Start of Block

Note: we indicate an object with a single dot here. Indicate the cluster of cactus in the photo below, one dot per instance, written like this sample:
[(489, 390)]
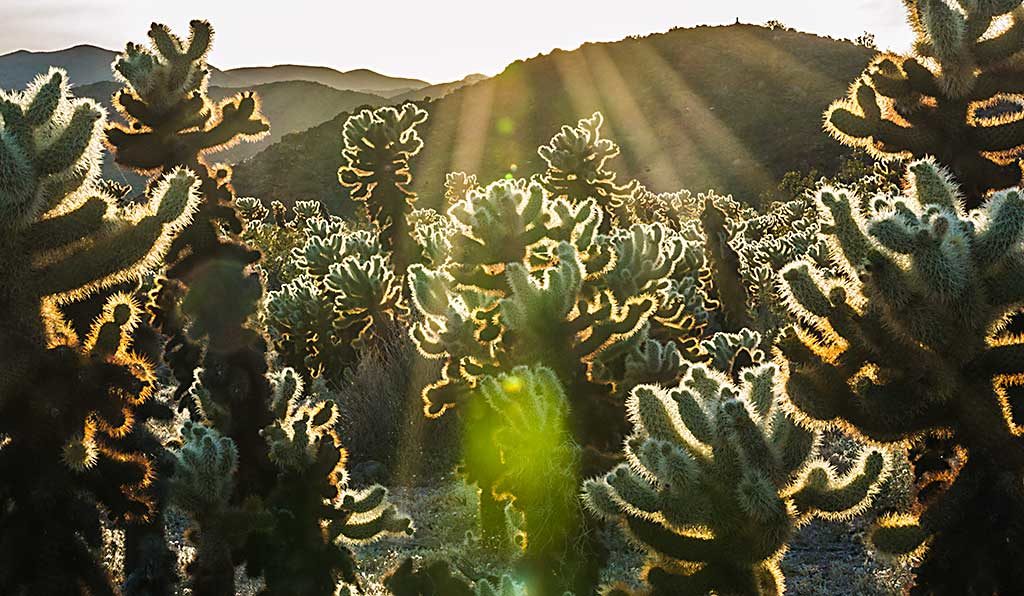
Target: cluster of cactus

End of Block
Start of Block

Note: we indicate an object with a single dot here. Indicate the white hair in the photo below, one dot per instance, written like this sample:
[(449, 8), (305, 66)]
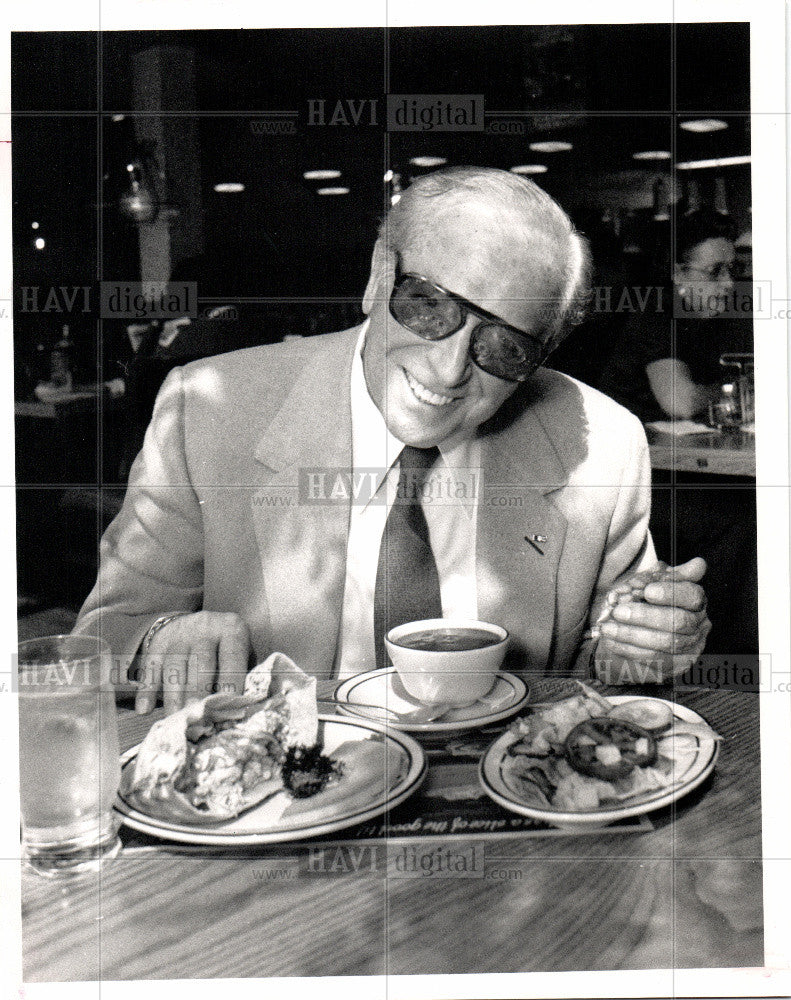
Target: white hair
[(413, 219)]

End of Block
Start of Block

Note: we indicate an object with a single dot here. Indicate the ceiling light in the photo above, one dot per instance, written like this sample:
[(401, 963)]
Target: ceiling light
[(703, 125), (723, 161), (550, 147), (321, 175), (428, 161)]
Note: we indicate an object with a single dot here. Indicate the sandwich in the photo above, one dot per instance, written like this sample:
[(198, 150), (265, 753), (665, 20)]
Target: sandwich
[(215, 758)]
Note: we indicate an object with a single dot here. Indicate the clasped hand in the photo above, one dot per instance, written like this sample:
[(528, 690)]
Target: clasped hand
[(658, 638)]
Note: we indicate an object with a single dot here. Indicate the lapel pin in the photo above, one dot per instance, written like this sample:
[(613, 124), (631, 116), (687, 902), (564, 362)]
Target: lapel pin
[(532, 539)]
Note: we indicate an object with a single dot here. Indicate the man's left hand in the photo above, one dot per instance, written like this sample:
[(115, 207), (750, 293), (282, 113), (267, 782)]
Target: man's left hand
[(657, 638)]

End of Block

What you will do:
Return a copy of each line in the entries that carries the string "cluster".

Response below:
Note: we indicate an object with a single dot here. Indicate the cluster of cactus in the photo below, one dot per instance, written like this sample:
Target: cluster of cactus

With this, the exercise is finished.